▶ **Data shown**:
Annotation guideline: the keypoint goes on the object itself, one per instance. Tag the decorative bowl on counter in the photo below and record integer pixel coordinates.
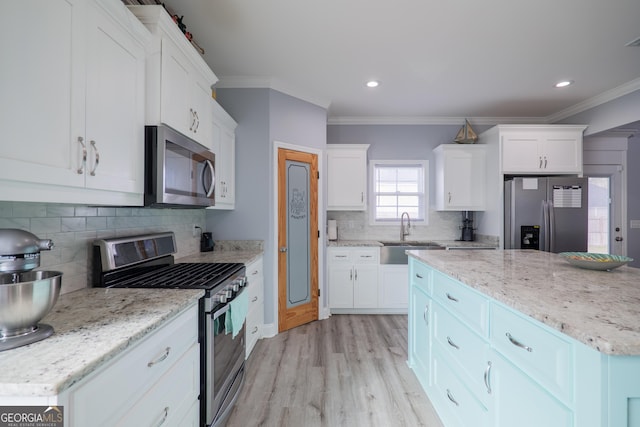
(593, 261)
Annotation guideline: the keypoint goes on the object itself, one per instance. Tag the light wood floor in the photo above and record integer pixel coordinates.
(348, 370)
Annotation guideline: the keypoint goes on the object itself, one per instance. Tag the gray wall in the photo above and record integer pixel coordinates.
(618, 113)
(263, 116)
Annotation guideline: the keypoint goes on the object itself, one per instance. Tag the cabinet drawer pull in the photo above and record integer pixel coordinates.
(487, 377)
(518, 343)
(95, 166)
(80, 170)
(454, 299)
(452, 344)
(161, 358)
(165, 416)
(451, 398)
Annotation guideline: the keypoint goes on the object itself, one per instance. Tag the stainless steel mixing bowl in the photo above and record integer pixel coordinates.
(25, 298)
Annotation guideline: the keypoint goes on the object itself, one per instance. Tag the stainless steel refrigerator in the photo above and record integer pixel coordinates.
(546, 213)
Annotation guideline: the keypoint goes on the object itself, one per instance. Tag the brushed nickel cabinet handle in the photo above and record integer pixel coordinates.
(80, 170)
(454, 299)
(452, 344)
(95, 166)
(518, 343)
(451, 398)
(165, 416)
(487, 377)
(161, 358)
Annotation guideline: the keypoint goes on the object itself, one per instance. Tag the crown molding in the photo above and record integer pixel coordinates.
(413, 120)
(595, 101)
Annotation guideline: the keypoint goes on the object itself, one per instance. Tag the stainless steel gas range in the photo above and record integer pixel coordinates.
(147, 261)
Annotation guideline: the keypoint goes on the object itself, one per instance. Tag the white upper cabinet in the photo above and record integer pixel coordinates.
(223, 145)
(541, 149)
(72, 105)
(460, 177)
(179, 81)
(347, 177)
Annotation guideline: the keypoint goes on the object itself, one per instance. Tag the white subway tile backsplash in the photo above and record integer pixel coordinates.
(74, 228)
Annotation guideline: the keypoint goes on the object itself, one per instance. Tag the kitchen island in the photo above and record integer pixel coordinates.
(521, 337)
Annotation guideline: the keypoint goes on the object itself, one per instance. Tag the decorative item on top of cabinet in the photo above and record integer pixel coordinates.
(347, 177)
(178, 79)
(460, 177)
(76, 136)
(255, 313)
(538, 149)
(223, 145)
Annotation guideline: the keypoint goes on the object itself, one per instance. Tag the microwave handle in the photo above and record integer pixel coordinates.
(213, 178)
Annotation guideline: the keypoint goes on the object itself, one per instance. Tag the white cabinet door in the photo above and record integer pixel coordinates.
(42, 92)
(223, 145)
(73, 108)
(114, 107)
(341, 286)
(460, 177)
(541, 149)
(365, 286)
(347, 177)
(393, 286)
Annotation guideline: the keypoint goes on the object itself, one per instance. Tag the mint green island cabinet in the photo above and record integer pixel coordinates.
(522, 338)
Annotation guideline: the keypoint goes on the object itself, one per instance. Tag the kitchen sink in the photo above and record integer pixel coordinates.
(394, 252)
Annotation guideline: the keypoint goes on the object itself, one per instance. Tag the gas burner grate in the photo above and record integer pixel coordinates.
(179, 276)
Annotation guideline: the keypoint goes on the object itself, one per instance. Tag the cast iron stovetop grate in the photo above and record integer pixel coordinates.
(179, 276)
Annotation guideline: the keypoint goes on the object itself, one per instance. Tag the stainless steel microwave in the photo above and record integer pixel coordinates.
(179, 172)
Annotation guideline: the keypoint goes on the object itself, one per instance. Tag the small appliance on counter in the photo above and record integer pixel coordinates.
(25, 296)
(467, 227)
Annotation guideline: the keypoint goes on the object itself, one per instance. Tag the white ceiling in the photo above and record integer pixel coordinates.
(437, 61)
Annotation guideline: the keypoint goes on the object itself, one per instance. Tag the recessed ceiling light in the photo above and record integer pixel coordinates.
(564, 83)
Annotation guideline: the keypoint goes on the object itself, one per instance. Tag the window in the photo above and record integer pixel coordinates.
(397, 187)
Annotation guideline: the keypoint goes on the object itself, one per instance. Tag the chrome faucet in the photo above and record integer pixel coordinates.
(404, 231)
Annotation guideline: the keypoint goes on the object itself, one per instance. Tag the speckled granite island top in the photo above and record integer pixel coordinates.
(91, 326)
(598, 308)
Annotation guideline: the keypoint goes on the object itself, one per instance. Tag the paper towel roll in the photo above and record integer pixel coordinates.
(333, 229)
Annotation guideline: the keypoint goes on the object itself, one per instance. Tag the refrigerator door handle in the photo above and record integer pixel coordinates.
(546, 225)
(552, 227)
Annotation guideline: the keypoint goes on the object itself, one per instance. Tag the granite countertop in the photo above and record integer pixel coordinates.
(598, 308)
(448, 244)
(92, 326)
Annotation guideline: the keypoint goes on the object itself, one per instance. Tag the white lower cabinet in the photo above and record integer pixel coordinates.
(255, 312)
(155, 382)
(393, 286)
(353, 278)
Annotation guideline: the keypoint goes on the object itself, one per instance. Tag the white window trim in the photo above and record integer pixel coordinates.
(372, 198)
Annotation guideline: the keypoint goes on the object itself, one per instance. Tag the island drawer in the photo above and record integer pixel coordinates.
(466, 351)
(456, 405)
(464, 302)
(420, 275)
(537, 350)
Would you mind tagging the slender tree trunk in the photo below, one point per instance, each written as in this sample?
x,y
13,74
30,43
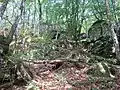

▶ **Direction**: Please count the lines in the material above that contain the string "door", matching case exactly, and reply with only that number.

▶ **Full output**: 2